(STATED GOAL)
Render every line of the records below as a numbered list, omitting blank lines and the pictures.
>> BEGIN EXERCISE MATERIALS
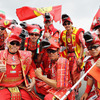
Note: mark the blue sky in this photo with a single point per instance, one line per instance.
(80, 11)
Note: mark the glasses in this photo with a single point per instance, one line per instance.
(66, 23)
(51, 51)
(13, 43)
(93, 47)
(2, 28)
(31, 34)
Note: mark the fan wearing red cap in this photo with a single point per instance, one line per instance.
(3, 32)
(95, 26)
(50, 31)
(59, 81)
(72, 39)
(30, 44)
(15, 65)
(93, 45)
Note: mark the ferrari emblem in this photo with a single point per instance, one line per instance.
(13, 66)
(69, 40)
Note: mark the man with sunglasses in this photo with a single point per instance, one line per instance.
(73, 40)
(50, 31)
(93, 45)
(15, 65)
(59, 81)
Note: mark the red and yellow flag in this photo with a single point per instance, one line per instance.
>> END EXERCISE MATERIALS
(RESPONSE TO THIS TASK)
1. Note: mark the blue sky in this photo with a single point per instance, one line per instance.
2. (80, 11)
3. Note: mark the glasses in this photo with a single point per instance, one line per instance.
4. (66, 23)
5. (51, 51)
6. (13, 43)
7. (93, 47)
8. (2, 28)
9. (31, 34)
10. Note: mark the fan wearing red cap in this photo with a single point per instance, one line per instance.
11. (3, 32)
12. (95, 26)
13. (50, 31)
14. (59, 81)
15. (72, 39)
16. (30, 44)
17. (15, 65)
18. (93, 45)
19. Note: mark the ferrari emblem in this photo with a single point per instance, one line per instance.
20. (13, 66)
21. (69, 40)
22. Note: mark the man with sunglasses in this photo with a single point per instance, one line per instance.
23. (73, 40)
24. (50, 31)
25. (93, 45)
26. (15, 65)
27. (59, 81)
28. Note: mark the red and yellow flag in this photo with a single point per instance, one line per instance.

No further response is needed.